DOCUMENT SECTION —
****************

Yet, for all the ease of getting the cases to random assignment in RISE, the police capacity to get the RJC to occur was much better in England. This section describes the success of RISE in consent against less success in treatment-as-randomly-assigned, with less success at consent in England but far higher rates of treatment as assigned.
Take-up rates by victims and offenders
The RISE project handled consent informally. Arrestees in eligible cases with victims were simply asked by police, while they were being booked, whether they would be happy to have a meeting with the victim rather than being prosecuted in court. Almost 100 % said yes, enabling the arresting officer to call the RISE staff any hour of the day or day of the week for random assignment of treatment. This offer to offenders was made even more attractive in RISE because it meant the offender could avoid a criminal record. Victim consent was obtained in RISE only after the case was randomly assigned to a designated RJ officer who would organize the RJC; it was that RJ officer who would call the victim to ask them when (not whether) they would like to meet with their offenders. On that basis, Strang estimates that some 90 % of the personal victims invited to attend a conference agreed to do so. The larger problem in Canberra was that such a high proportion of cases assigned to conference never received a conference. In the violence and property experiments combined, 23 % of the personal victims assigned to an RJC never actually attended one because it never took place (Strang 2002: 81).
In London, the Jerry Lee Program tested RJCs with some of the most serious cases of the 12 experiments, in which both offenders and victims had some reluctance to meet. Some of the victims had been seriously injured by their offenders in stranger robberies; one taxi driver was hospitalized for over a week. The robber was initially reluctant to accept a 50 % chance to meet with his victim, although he agreed to do so—as four-fifths of the offenders did when asked by police (Table 2). When randomly assigned to attend a conference, the robber spent most of the RJC weeping apologetically and saying he had not meant to hurt the victim so badly. Similarly, almost half the burglary victims had seen the offender in their homes. Nonetheless, over half of all burglary victims agreed to random assignment for a meeting if their offender had consented first (Table 2).

****************

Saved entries

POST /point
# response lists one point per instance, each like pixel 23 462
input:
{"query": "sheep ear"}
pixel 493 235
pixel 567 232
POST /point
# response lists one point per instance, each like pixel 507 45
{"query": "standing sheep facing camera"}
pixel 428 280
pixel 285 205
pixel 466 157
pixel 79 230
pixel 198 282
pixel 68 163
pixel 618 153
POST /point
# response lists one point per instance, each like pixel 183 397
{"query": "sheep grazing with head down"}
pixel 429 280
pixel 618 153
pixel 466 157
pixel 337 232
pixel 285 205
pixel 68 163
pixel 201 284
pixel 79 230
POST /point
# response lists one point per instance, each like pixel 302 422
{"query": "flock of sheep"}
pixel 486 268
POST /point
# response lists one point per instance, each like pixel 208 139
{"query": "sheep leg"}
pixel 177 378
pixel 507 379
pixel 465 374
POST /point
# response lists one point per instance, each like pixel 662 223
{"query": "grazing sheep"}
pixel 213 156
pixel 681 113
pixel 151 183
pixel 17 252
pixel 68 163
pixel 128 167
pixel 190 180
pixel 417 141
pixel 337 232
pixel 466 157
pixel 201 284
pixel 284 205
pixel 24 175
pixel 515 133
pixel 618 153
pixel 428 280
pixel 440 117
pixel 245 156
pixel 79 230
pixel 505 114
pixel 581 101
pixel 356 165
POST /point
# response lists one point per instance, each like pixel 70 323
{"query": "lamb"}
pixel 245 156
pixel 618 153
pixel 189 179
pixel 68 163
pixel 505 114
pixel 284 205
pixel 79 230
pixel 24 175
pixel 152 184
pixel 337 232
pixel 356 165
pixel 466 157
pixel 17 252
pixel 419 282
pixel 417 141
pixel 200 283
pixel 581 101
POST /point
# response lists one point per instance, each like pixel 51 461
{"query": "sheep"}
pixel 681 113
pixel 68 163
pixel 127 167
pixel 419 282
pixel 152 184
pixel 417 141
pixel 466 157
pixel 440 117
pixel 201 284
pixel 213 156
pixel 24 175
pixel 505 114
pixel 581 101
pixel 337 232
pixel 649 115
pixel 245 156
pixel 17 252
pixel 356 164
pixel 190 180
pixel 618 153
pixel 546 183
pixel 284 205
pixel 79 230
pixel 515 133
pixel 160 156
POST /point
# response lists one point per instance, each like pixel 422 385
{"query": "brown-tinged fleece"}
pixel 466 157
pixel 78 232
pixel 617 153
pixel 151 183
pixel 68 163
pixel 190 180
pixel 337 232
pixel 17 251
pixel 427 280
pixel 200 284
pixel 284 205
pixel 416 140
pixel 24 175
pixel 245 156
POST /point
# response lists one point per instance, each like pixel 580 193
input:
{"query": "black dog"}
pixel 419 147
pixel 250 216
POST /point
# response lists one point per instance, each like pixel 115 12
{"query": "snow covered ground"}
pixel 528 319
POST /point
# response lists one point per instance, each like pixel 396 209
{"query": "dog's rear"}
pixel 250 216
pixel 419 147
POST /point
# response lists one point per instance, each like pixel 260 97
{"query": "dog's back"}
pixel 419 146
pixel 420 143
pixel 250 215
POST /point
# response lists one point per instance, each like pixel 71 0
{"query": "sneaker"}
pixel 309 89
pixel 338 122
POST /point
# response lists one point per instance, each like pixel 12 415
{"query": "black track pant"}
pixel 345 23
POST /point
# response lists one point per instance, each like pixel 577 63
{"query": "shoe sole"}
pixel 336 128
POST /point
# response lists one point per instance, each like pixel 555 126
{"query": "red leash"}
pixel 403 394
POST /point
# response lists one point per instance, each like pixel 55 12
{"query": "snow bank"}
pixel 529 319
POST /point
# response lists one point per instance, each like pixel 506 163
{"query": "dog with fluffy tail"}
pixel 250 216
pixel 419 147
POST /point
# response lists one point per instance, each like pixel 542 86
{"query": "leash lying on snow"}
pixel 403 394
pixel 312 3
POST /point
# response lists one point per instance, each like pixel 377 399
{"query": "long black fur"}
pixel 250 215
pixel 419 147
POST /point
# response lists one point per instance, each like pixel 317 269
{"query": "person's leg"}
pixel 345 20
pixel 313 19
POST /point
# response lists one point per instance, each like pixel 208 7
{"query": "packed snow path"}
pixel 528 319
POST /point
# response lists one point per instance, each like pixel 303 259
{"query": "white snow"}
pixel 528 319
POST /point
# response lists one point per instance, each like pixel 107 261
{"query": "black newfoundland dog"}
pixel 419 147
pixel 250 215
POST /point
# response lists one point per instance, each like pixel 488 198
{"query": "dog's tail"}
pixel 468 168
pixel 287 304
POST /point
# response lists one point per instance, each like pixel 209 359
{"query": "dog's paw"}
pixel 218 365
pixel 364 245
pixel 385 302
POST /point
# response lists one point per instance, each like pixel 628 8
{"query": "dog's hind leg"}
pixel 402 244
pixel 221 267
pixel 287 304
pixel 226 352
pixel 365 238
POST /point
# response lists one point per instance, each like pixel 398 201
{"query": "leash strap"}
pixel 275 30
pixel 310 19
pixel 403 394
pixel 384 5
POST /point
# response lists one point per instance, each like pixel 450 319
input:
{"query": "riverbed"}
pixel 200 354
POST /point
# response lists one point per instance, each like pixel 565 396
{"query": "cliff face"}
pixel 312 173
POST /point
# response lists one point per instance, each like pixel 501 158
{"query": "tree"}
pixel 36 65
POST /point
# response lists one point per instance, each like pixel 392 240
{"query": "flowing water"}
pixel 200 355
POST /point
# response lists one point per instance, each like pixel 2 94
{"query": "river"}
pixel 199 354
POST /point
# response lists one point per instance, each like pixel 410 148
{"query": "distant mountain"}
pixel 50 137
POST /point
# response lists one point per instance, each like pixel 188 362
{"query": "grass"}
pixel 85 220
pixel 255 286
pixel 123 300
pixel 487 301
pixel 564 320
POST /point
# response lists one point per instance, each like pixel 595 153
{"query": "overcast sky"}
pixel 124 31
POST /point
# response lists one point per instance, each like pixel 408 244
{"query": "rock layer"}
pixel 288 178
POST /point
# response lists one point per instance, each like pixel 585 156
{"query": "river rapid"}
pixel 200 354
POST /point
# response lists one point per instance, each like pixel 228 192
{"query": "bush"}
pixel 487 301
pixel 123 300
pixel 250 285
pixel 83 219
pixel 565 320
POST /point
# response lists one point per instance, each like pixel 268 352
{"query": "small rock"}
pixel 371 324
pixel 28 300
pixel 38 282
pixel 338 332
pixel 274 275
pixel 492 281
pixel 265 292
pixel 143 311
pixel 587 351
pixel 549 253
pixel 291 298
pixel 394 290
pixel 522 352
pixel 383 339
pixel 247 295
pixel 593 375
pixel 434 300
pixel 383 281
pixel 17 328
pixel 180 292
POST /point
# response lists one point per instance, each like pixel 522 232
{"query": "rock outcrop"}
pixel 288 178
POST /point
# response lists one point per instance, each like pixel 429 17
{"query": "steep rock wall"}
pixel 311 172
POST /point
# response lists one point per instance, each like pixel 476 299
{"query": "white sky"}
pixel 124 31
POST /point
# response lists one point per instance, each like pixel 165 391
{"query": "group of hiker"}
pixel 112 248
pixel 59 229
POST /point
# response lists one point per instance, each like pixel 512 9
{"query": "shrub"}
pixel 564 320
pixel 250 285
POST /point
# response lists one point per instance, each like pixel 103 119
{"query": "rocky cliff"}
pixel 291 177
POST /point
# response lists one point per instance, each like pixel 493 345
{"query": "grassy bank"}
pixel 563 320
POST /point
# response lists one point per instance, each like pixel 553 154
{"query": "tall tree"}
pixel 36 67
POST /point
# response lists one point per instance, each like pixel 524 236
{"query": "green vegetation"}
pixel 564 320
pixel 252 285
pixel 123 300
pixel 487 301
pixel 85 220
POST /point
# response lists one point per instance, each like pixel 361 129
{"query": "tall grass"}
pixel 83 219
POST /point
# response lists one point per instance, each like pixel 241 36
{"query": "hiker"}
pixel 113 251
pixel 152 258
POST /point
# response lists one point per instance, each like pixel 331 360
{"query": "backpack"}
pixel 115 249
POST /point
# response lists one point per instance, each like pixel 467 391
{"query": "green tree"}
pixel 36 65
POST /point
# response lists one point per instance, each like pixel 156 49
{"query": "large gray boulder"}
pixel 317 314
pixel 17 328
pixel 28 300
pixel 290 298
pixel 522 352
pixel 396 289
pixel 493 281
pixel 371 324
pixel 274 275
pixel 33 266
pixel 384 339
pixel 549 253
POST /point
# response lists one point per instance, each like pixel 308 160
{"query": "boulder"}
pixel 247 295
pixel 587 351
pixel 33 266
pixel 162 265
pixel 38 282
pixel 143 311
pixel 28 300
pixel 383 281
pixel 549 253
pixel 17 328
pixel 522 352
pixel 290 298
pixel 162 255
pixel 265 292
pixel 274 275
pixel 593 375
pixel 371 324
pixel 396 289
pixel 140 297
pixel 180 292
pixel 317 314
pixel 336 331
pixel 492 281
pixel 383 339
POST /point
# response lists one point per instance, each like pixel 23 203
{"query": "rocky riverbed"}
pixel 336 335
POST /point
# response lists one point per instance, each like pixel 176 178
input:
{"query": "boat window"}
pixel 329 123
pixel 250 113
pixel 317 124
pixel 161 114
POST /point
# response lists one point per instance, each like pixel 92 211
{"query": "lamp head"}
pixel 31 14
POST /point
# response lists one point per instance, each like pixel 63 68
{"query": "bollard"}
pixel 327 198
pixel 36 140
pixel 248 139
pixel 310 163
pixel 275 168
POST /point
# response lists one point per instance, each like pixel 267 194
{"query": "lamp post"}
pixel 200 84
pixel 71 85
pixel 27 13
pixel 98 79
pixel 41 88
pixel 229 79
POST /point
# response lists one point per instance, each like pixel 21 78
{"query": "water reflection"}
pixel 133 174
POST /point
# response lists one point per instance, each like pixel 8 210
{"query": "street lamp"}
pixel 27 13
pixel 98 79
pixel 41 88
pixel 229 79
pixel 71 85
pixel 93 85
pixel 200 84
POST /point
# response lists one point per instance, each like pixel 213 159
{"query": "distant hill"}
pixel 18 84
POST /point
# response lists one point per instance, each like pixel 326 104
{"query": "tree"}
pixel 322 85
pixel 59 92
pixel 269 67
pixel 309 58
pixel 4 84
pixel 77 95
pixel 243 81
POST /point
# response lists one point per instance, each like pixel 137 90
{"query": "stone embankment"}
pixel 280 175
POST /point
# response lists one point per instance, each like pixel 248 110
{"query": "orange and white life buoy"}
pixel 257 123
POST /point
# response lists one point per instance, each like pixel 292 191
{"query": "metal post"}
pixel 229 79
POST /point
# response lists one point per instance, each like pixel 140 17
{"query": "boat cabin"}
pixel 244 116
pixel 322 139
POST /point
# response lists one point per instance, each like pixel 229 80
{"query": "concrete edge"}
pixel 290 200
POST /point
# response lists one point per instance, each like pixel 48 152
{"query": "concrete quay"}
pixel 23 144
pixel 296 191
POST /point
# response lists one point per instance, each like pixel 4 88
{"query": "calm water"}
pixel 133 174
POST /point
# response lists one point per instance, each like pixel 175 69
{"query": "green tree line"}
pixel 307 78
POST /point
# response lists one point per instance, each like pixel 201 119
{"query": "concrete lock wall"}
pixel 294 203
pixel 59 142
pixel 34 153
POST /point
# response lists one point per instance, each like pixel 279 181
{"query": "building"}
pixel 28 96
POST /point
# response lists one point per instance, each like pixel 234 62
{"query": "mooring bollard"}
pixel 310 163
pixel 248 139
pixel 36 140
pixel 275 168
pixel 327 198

****************

TASK GOAL — Copy from the text on victim and offender consent, from "Yet, for all" up to and including "treatment as assigned.". The data has no role in this work.

WRITTEN REPLY —
Yet, for all the ease of getting the cases to random assignment in RISE, the police capacity to get the RJC to occur was much better in England. This section describes the success of RISE in consent against less success in treatment-as-randomly-assigned, with less success at consent in England but far higher rates of treatment as assigned.